── VORLIEGENDER TEXTAUSZUG

Einer sei Senator und später Botschafter in Großbritannien geworden; ein anderer habe als Militärpolizist einen Kriegsverbrecher in Japan bewacht; einer kämpfte demnach in einer berühmten Schlacht in der Türkei; zwei Familien seien, wie heute viele Migranten, über Mexiko in die Vereinigten Staaten gekommen, erzählt die Historikerin.
Und dann sind da noch die Blumenthals. Maurice Blumenthal wurde ebenfalls Anwalt, aber sein Hobby war das Komponieren und Liedtexten. Von ihm stammt die Musik für die Staatshymne von Arizona.“

Nach dem Monsun geht es weiter

In Douglas leben heute keine Juden mehr, eine Synagoge hat es in der Stadt nie gegeben. Die meisten Familien haben sich in alle Winde verstreut, einige Nachfahren leben noch in der Nähe, diesseits oder jenseits der Grenze.

────

* GESTELLTE AUFGABE 1: Prüfe, ob die folgenden Aussagen mit dem Text über die jüdischen Familien in Douglas übereinstimmen, und antworte jeweils mit Ja oder Nein sowie den entscheidenden Worten des Textes als wörtlichem Zitat: (a) Maurice Blumenthal schrieb die Musik für die Staatshymne von Arizona. (b) In Douglas gab es früher eine Synagoge. (c) Keiner der Nachfahren lebt heute noch in der Nähe von Douglas.
* GESTELLTE AUFGABE 2: Führe den Text über die jüdischen Familien in Douglas im gleichen Ton nach seinem letzten Satz weiter.

── AUSZÜGE DER DATENSÄTZE

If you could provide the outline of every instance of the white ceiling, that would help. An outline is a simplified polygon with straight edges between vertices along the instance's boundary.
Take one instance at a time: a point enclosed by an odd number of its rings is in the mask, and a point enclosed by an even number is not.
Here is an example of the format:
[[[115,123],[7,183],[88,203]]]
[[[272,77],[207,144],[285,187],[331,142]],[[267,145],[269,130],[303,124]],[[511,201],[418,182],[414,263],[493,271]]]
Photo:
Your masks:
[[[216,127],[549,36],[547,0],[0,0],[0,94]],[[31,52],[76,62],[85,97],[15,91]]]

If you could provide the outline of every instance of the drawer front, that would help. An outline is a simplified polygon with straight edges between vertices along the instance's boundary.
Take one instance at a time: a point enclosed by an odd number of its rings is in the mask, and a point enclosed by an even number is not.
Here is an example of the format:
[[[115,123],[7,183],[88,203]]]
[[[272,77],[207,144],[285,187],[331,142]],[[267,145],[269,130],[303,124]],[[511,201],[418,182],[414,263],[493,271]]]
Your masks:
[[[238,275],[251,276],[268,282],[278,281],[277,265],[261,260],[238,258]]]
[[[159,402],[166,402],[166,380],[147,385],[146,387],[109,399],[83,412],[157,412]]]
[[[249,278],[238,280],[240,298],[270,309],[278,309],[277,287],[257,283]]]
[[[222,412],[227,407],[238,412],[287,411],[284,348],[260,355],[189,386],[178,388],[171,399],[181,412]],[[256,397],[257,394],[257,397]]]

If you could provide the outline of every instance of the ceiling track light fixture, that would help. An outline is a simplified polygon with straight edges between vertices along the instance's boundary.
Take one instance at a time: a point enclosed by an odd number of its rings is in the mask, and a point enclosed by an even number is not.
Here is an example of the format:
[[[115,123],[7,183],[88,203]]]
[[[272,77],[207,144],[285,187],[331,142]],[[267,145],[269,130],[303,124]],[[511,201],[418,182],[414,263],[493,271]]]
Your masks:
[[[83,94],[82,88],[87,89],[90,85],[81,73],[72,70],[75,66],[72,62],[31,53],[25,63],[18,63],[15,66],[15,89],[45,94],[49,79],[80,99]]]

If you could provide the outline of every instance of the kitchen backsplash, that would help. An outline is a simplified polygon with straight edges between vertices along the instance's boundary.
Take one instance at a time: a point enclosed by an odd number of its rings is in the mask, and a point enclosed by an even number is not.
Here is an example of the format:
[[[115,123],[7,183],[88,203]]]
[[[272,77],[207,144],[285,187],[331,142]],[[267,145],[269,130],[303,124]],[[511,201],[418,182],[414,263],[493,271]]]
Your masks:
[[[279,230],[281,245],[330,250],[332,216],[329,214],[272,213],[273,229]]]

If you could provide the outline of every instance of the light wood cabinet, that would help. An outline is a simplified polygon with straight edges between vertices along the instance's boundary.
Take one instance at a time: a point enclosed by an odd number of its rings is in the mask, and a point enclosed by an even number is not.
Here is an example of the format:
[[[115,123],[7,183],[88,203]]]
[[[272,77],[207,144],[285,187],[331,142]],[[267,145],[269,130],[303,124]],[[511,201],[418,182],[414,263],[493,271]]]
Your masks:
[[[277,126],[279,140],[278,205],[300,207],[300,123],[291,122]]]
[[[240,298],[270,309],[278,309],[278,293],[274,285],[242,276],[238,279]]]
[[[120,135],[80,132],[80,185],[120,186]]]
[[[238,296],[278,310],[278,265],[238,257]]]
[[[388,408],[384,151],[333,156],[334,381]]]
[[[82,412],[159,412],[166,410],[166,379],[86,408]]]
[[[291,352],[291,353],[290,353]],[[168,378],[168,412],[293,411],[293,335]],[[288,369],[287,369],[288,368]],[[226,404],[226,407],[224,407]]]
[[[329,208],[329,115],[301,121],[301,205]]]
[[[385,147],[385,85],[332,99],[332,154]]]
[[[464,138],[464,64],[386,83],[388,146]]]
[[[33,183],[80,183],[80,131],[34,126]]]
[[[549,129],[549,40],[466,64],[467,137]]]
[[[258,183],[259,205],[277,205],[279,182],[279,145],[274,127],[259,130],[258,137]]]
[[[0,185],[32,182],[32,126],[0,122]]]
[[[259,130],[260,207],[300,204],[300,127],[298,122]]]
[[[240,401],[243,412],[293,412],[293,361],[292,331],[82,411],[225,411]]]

────

* LÖSUNG DER AUFGABE 1:
(a) Ja – „Von ihm stammt die Musik für die Staatshymne von Arizona.“
(b) Nein – „eine Synagoge hat es in der Stadt nie gegeben.“
(c) Nein – „einige Nachfahren leben noch in der Nähe, diesseits oder jenseits der Grenze.“

* LÖSUNG DER AUFGABE 2:
Auf dem Friedhof packen die Studenten ihre Hacken und Rechen zusammen.
Abe Villarreal will über die Historische Gesellschaft von Douglas Gelder für den Unterhalt des Friedhofs sichern. Bis dahin soll es weitere ehrenamtliche Aufräumaktionen geben. Die nächste, meint er, nach der Regenzeit im Oktober.